> Task input:
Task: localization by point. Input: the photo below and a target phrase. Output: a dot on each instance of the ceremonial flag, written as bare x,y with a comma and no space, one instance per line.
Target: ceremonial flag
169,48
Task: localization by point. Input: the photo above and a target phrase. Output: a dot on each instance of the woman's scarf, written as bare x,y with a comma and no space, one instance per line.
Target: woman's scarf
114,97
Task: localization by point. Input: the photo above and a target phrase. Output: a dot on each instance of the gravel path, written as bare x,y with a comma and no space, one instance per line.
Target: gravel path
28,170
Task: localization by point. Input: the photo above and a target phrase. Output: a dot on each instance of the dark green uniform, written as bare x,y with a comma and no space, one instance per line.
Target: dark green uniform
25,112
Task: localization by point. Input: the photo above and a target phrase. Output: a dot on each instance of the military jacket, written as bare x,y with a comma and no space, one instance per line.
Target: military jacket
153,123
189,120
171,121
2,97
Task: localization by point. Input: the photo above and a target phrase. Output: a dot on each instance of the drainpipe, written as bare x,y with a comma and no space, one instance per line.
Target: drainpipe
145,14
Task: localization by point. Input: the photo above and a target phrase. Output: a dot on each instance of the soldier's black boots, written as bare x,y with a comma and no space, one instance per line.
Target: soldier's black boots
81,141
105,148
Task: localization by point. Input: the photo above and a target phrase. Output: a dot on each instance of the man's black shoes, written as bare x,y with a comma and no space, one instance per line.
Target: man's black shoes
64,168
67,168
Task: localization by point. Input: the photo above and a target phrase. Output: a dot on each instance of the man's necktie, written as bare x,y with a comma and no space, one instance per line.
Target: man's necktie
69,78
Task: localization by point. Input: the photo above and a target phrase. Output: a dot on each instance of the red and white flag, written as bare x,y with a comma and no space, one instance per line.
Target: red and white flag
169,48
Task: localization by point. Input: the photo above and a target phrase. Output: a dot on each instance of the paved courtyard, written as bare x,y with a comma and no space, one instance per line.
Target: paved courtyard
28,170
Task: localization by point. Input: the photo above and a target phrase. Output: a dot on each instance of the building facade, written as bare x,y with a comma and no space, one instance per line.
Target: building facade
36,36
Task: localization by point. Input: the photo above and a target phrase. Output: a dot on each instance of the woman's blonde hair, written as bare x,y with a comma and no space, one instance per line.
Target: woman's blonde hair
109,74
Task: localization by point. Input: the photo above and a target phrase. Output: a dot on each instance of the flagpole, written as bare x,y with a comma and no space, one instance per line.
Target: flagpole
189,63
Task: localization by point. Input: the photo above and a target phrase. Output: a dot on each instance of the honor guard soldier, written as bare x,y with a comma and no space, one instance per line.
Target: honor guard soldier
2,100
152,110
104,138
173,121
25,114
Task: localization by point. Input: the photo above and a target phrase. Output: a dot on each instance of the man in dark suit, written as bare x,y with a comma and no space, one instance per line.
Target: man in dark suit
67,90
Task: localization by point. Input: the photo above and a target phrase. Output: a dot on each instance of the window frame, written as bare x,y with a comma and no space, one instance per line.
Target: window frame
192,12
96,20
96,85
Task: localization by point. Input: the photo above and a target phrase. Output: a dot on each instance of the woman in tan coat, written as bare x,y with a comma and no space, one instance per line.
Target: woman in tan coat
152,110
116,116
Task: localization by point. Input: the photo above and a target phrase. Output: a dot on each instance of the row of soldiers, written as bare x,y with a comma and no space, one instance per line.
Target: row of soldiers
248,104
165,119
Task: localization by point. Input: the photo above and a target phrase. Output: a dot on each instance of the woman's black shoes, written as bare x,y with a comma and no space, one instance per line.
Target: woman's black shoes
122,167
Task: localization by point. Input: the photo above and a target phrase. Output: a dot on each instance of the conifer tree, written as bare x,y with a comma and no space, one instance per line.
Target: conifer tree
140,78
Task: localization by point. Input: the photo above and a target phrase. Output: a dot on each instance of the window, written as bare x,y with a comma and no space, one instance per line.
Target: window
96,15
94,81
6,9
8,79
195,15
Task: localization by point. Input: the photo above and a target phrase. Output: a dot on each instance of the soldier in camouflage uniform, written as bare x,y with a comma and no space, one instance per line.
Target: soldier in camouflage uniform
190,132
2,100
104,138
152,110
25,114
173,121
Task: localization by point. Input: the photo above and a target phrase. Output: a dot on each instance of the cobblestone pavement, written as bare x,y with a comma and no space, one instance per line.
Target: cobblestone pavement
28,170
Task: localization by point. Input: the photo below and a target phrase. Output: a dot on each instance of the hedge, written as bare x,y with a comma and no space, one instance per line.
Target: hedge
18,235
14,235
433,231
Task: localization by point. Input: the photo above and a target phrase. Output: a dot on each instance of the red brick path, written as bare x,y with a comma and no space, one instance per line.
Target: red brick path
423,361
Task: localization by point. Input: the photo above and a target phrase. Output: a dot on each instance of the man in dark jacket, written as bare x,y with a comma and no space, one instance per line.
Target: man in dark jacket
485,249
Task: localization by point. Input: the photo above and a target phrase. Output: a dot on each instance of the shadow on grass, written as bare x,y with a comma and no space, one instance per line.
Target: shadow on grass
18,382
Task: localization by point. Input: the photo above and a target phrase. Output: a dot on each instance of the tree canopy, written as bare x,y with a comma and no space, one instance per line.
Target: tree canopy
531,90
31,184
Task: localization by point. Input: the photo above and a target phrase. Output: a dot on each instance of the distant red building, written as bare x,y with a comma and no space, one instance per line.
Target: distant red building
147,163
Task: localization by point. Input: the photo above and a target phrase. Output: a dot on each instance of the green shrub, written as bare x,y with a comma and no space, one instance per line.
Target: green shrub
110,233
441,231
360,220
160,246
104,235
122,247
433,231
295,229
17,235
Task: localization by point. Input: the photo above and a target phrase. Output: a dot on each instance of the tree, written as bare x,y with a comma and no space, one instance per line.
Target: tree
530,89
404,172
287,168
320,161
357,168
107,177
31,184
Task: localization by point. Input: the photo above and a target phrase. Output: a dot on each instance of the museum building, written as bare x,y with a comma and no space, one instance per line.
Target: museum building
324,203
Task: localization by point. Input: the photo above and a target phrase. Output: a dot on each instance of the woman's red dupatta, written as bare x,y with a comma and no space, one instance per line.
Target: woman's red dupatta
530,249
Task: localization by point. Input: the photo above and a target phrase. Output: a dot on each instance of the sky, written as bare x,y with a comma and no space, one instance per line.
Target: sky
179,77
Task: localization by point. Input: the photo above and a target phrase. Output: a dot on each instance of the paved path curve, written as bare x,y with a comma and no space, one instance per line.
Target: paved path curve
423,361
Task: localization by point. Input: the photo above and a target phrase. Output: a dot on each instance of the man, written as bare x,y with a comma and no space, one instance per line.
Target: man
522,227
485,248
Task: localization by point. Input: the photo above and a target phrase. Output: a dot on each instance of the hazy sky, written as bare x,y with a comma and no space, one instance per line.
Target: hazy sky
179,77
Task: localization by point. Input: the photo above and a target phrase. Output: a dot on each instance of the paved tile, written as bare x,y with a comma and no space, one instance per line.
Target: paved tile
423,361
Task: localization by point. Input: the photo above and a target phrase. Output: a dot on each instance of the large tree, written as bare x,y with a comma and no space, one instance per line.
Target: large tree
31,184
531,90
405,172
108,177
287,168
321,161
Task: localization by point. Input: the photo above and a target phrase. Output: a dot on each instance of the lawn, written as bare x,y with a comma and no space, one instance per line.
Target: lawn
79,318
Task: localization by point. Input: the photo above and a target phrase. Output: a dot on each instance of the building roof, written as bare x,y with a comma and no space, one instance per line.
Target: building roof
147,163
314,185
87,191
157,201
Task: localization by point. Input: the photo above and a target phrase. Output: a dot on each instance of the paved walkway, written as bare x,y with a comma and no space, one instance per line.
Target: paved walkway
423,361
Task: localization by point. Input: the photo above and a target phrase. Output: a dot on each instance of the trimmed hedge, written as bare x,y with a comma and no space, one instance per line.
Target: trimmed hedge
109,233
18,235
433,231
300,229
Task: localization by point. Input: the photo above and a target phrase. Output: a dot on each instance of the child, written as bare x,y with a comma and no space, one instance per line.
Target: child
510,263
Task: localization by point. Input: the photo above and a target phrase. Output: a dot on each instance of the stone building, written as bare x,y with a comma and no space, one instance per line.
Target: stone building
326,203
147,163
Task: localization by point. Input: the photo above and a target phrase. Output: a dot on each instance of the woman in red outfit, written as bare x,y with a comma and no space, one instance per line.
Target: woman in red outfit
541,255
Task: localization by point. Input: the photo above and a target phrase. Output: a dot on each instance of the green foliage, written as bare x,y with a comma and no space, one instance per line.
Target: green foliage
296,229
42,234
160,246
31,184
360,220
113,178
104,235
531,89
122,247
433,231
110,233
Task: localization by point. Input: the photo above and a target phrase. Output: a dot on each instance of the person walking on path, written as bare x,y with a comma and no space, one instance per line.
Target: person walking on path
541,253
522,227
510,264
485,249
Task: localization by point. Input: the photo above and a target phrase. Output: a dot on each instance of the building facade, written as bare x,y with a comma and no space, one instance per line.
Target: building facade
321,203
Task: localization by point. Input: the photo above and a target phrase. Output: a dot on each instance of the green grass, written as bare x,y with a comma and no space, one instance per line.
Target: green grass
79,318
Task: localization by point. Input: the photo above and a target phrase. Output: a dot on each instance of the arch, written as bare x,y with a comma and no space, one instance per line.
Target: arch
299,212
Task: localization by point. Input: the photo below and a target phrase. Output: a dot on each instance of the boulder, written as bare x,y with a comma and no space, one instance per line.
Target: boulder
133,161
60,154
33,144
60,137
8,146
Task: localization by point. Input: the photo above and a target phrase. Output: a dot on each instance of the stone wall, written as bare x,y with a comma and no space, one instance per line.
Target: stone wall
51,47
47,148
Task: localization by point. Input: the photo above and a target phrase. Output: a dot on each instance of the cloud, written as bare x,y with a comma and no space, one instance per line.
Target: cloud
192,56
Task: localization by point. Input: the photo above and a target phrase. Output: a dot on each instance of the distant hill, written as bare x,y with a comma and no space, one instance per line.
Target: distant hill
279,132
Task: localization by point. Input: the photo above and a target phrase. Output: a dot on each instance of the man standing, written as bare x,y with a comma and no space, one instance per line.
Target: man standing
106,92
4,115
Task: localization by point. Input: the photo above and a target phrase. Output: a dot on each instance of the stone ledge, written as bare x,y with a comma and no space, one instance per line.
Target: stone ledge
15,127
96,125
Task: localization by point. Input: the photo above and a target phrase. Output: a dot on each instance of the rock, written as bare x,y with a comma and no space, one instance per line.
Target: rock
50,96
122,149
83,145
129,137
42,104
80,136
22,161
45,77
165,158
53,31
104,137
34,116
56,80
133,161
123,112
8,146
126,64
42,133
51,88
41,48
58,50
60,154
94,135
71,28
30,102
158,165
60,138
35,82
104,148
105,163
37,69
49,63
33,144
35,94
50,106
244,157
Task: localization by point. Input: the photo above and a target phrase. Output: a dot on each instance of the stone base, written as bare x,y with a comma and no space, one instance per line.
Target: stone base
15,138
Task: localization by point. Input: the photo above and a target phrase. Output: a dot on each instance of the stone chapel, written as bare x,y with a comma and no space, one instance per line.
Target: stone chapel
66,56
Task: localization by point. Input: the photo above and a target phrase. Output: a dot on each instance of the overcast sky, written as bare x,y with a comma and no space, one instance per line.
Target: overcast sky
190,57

> Exercise aim:
Go through the material line by line, tally each line containing "below", and give the total only.

> Expected answer:
3